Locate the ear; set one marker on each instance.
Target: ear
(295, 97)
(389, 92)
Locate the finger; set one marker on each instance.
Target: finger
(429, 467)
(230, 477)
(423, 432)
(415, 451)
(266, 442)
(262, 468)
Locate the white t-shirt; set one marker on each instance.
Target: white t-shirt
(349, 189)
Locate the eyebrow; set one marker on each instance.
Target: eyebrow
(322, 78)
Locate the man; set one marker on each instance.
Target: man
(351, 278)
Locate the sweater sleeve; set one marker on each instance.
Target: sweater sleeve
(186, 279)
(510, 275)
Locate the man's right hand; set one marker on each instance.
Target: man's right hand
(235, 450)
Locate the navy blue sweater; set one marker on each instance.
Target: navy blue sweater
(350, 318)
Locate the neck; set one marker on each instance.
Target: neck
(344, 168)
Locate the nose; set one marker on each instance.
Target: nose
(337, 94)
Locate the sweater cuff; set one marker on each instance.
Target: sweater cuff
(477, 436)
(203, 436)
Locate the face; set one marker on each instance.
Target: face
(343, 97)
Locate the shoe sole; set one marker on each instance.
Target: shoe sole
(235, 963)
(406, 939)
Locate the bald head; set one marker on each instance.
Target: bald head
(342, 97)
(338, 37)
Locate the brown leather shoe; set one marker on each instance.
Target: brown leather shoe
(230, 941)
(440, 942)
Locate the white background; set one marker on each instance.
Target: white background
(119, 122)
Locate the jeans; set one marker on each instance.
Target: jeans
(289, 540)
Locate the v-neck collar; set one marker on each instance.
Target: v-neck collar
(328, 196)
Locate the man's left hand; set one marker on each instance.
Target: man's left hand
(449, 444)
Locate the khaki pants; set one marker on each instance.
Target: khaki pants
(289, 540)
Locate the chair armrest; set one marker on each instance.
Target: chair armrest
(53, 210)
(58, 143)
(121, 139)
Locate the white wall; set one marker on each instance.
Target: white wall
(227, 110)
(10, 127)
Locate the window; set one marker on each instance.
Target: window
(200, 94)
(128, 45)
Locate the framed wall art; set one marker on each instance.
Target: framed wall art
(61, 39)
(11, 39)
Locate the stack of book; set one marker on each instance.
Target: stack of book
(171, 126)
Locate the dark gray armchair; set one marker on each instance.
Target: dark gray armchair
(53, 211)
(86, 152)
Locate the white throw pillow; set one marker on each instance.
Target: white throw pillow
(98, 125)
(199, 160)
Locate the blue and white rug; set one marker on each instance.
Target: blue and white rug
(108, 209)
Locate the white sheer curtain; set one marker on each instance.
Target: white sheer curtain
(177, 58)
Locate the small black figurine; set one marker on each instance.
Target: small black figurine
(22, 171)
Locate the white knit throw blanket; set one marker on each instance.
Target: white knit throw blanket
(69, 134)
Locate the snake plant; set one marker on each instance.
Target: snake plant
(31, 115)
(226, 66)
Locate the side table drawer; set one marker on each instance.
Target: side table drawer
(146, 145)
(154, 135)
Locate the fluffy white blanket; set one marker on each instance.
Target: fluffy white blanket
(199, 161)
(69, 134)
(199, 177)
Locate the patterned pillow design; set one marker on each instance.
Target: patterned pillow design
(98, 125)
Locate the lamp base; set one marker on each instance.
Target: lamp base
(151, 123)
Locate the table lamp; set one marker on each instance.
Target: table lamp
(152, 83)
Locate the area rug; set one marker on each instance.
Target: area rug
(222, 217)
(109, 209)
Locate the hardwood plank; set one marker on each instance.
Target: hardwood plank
============================================================
Reproduce the data in full, exactly as presented.

**Result of the exercise**
Locate the ear; set one marker on each instance.
Target: ear
(295, 97)
(389, 92)
Locate the finger; set one marker on each instance.
Target: finger
(429, 467)
(230, 477)
(423, 432)
(415, 451)
(266, 442)
(262, 468)
Locate the white t-shirt; set one marker on each instance.
Target: white t-shirt
(349, 189)
Locate the eyebrow; set one marker on each instance.
Target: eyebrow
(322, 78)
Locate the man; set one marker on each instance.
Target: man
(351, 278)
Locate the sweater sleeve; set one marker on each instance.
Target: sweater sleeve
(186, 279)
(510, 275)
Locate the man's right hand; set one marker on each instance.
Target: man's right hand
(235, 450)
Locate the navy blue sweater; set one marker on each instance.
Target: navy blue sweater
(350, 318)
Locate the neck; set one marker on each instance.
Target: neck
(344, 168)
Locate the nose; set one marker on each instance.
Target: nose
(337, 94)
Locate the sweater cuff; set one marker on each instance.
Target: sweater cuff
(477, 436)
(203, 436)
Locate the face; set one marker on each instance.
Target: face
(343, 97)
Locate the shoe sole; set one marker on each instance.
Target: shoe sole
(235, 963)
(406, 939)
Locate the bald head; set one marker on each instance.
Target: bald head
(342, 97)
(338, 37)
Locate the brown leather shoe; set one marker on each instance.
Target: brown leather shoe
(230, 941)
(440, 942)
Locate the white background; set one marker on each instance.
Target: white background
(119, 122)
Locate the jeans; set one marker on each instance.
Target: jeans
(289, 540)
Locate the v-neck collar; set one marker on each instance.
Target: v-neck collar
(328, 196)
Locate the man's left hand; set one marker on each instance.
Target: man's left hand
(449, 444)
Locate the khaki pants; set one marker on each instance.
Target: khaki pants
(289, 540)
Locate the chair armrest; set one marker on each instance.
Target: chair armrest
(53, 210)
(58, 143)
(121, 139)
Locate the white wall; set one marker on each instance.
Target: white wall
(227, 110)
(10, 127)
Locate the window; set one marker on each instance.
Target: window
(200, 94)
(128, 45)
Locate the framed wall art; set one marker on each instance.
Target: framed wall art
(61, 39)
(11, 39)
Locate the stack of book; set one marker on each instance.
Target: stack of book
(171, 126)
Locate the dark gray armchair; set one marker on each instance.
Target: dark gray armchair
(53, 211)
(86, 152)
Locate the white throw pillow; set one marker on each instance.
Target: white throw pillow
(98, 125)
(199, 160)
Locate the blue and white rug; set one marker on each instance.
Target: blue and white rug
(108, 209)
Locate the white sheer curtain; set one marker on each instance.
Target: white sheer curtain
(177, 58)
Locate the small black figurine; set one marker on each instance.
Target: small black figurine
(22, 171)
Locate the white knit throw blanket; set one marker on each instance.
Target: white knit throw blanket
(69, 134)
Locate the snake plant; set one marker on each instance.
Target: snake plant
(31, 115)
(226, 66)
Locate the side table drawer; set one marker on each instance.
Target: side table drawer
(146, 145)
(154, 135)
Locate the fluffy white blanket; set one marker on each instance.
Target: fluffy white blanket
(199, 161)
(69, 134)
(199, 177)
Locate the patterned pillow design; set one marker on each instance.
Target: patterned pillow design
(98, 125)
Locate the lamp base; set one marker on each instance.
Target: lamp base
(151, 123)
Locate the table lamp; set one marker on each instance.
Target: table lamp
(152, 83)
Locate the area rug; set one marker on each instance.
Target: area rug
(222, 217)
(109, 209)
Locate the hardwood plank; set one marker on each instance.
Target: hardwood plank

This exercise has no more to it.